> TEXTO DE ORIGEM
3. Ação conjunta para combater a evasão (BA)
Desde que o Centro Integrado de Educação Infantil do Mangueiral, em Camaçari, na Bahia, atendeu o apelo da comunidade para ampliar os serviços com atendimentos às crianças de dois anos, a escola ganhou ainda mais o respeito e engajamento das famílias. A diretora, Débora Athayde, conta que o bairro está próximo a um polo petroquímico e por isso recebe muitas famílias que trabalham no local.
No entanto, os responsáveis pensavam que as crianças pequenas não estudavam, apenas brincavam na escola. “Eles tinham uma visão de que os alunos da educação infantil poderiam se ausentar das aulas e os números de faltas e abandono eram grandes”, conta.
Para mudar este cenário, a escola firmou uma parceria com a unidade básica de saúde do bairro, que estendeu o atendimento das crianças para dentro da escola. Lá, elas são pesadas, vacinadas e recebem aplicação de flúor nos dentes. O posto também ajuda a acompanhar a frequência escolar.
“Hoje acompanhamos a frequência diariamente e o professor sinaliza a gestão quando a criança falta três dias consecutivos, então ligamos para a família”, explica Débora. Quando surge necessidades ou vulnerabilidades específicas da família, a escola aciona os órgãos protetivos. “Tudo isso diminuiu as faltas injustificadas e o abandono escolar. Antigamente, chegávamos no fim do ano com as turmas com menos de dez crianças. Hoje não é mais assim. A educação infantil não é depósito de criança. Para a aprendizagem acontecer, precisamos de todos juntos.”
“O que a gente faz é escutá-los. É a maneira que temos de chamá-los para dentro da escola”
4. Solidariedade movida pela dor compartilhada (RS)
Em Porto Alegre, desde que foi totalmente afetada pela enchente, em maio deste ano, a Escola Municipal Liberato Salzano Vieira da Cunha ficou mais valorizada pela comunidade. A água chegou a mais de um metro de altura, destruiu equipamentos, computadores, documentos, livros e uma história de 70 anos.
Além disso, tudo aconteceu na véspera da comemoração do aniversário da escola e as aulas foram suspensas. “Planejamos uma festa com as famílias, compramos comida, fizemos decoração. Mas, com a suspensão, doamos os alimentos no bairro”, lembra a professora Márcia Moraes. Ela conta que ano passado a escola serviu de abrigo por causa de uma enchente anterior. Só que desta vez, “até o telhado estragou”.

> INSTRUÇÃO A
Na listagem, altere as linhas situadas entre o início e a linha que contém "[[[20,342],[21,308],[15,303],[5,280],[0,280],[0,344],[17,346]]]", inclusive, trocando "metal fence" por "wire fence" e mantendo todo o restante inalterado. Apresente somente essas linhas.
O texto e a listagem provêm de fontes distintas.

> DADOS BRUTOS
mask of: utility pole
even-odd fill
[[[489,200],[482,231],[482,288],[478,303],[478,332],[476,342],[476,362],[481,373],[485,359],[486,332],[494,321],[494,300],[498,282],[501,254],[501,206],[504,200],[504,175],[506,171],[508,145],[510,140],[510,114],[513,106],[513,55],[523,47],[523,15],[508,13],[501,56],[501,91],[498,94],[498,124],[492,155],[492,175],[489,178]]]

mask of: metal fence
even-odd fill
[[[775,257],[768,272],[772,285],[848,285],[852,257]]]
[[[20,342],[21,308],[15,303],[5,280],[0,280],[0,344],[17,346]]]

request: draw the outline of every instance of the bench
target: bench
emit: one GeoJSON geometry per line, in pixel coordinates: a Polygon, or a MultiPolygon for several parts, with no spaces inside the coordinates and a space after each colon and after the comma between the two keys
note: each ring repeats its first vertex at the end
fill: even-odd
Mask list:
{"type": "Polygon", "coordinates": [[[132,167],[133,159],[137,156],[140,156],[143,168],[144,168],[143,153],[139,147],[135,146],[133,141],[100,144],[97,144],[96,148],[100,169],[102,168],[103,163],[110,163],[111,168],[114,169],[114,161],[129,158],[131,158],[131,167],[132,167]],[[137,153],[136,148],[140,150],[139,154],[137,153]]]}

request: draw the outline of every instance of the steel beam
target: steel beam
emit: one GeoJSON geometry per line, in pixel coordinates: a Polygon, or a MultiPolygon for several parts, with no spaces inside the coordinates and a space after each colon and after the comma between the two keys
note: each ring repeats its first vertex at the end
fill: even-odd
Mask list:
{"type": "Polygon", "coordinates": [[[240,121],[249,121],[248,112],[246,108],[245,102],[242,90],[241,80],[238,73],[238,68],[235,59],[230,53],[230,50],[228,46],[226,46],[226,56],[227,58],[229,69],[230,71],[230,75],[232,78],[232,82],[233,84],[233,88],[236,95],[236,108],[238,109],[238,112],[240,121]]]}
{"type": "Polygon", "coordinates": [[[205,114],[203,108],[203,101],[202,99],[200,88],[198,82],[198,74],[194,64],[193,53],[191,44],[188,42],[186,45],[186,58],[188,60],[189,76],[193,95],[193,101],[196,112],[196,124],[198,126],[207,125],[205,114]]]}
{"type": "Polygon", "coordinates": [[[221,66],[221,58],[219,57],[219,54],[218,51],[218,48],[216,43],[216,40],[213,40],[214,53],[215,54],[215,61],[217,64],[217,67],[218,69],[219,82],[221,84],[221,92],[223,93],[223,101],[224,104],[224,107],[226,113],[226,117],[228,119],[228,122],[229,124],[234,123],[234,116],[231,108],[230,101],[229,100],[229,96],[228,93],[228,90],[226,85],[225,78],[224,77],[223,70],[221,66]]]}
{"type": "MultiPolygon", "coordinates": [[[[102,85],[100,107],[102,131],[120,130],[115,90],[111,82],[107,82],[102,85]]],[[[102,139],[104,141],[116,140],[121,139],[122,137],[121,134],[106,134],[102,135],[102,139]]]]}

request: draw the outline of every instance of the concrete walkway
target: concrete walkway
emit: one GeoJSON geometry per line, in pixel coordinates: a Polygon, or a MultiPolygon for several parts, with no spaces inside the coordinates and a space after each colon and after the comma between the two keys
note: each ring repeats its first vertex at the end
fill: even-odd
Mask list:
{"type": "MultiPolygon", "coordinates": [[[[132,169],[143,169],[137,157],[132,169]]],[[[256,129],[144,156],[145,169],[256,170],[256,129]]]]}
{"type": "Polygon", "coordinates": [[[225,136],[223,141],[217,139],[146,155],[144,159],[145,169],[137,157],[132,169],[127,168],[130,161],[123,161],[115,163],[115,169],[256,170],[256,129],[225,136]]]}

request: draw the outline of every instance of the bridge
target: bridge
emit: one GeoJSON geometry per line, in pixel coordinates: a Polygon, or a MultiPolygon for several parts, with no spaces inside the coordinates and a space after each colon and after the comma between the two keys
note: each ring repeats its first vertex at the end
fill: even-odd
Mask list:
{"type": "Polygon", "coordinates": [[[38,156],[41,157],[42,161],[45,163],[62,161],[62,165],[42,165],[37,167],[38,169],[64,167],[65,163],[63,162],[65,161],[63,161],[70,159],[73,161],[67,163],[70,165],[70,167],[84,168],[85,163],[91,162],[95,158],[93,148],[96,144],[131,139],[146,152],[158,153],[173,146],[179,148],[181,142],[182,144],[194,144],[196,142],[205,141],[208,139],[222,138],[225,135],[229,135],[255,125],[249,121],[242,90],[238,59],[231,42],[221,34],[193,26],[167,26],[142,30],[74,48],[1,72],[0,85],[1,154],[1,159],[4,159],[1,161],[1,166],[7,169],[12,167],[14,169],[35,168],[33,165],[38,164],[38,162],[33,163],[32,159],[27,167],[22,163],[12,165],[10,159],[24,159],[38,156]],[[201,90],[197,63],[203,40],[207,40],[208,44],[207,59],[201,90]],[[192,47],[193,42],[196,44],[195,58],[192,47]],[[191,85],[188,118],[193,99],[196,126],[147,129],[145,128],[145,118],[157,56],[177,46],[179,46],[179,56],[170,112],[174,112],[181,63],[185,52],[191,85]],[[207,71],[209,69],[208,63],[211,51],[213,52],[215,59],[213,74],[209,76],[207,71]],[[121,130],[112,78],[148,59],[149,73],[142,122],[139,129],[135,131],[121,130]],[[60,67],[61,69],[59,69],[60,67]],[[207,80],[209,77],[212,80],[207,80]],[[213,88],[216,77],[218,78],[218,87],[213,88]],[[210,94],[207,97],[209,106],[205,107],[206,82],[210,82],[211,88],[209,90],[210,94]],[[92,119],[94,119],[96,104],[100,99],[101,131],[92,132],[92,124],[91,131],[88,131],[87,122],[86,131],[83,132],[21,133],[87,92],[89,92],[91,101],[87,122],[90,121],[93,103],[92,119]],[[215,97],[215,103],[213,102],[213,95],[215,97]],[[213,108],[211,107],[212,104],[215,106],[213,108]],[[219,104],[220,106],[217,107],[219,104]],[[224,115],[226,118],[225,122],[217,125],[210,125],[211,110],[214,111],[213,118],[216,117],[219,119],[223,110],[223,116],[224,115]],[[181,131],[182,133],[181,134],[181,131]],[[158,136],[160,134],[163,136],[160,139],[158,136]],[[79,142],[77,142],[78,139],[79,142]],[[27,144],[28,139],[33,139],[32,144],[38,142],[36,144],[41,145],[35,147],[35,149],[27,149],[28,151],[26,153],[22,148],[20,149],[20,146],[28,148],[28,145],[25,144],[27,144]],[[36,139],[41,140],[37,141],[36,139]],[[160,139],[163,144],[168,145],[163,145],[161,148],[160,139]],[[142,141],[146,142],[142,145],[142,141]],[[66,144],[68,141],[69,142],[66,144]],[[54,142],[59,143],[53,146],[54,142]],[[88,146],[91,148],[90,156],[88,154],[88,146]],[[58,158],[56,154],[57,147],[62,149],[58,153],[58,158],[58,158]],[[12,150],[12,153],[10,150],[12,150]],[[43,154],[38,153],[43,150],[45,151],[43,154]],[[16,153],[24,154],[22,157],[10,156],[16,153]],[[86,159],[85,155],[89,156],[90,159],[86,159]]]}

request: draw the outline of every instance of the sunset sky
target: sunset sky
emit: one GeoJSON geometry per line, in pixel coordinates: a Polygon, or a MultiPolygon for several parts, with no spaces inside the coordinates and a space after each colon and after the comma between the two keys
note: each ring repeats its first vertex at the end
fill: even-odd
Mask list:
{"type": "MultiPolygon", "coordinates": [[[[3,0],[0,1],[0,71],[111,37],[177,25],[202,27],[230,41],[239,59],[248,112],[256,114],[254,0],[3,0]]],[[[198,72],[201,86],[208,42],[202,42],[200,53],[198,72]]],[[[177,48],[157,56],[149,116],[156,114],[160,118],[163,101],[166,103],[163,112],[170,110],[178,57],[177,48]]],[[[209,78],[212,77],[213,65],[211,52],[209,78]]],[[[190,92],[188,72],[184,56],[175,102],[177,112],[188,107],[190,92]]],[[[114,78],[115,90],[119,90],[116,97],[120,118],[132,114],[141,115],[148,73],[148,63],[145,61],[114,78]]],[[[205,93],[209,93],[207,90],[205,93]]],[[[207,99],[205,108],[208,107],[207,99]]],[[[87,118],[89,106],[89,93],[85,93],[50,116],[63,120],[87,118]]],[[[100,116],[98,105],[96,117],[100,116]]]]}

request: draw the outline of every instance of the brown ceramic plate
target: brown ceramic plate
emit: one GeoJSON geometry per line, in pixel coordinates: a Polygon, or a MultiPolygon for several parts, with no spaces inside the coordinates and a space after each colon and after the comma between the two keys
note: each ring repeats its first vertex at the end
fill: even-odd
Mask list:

> INSTRUÇÃO B
Transcreva literalmente o trecho do texto compreendido entre "No entanto, os" e "a frequência escolar.", inclusive.

> RESPOSTA FINAL A
mask of: utility pole
even-odd fill
[[[489,200],[482,231],[482,288],[478,303],[478,332],[476,342],[476,362],[481,373],[485,359],[486,332],[494,321],[494,300],[498,282],[501,254],[501,206],[504,200],[504,175],[506,171],[508,145],[510,140],[510,114],[513,106],[513,55],[523,47],[523,15],[508,13],[501,56],[501,91],[498,94],[498,124],[492,155],[492,175],[489,178]]]

mask of: wire fence
even-odd fill
[[[775,257],[768,272],[772,285],[848,285],[852,257]]]
[[[20,342],[21,308],[15,303],[5,280],[0,280],[0,344],[17,346]]]

> RESPOSTA FINAL B
No entanto, os responsáveis pensavam que as crianças pequenas não estudavam, apenas brincavam na escola. “Eles tinham uma visão de que os alunos da educação infantil poderiam se ausentar das aulas e os números de faltas e abandono eram grandes”, conta.
Para mudar este cenário, a escola firmou uma parceria com a unidade básica de saúde do bairro, que estendeu o atendimento das crianças para dentro da escola. Lá, elas são pesadas, vacinadas e recebem aplicação de flúor nos dentes. O posto também ajuda a acompanhar a frequência escolar.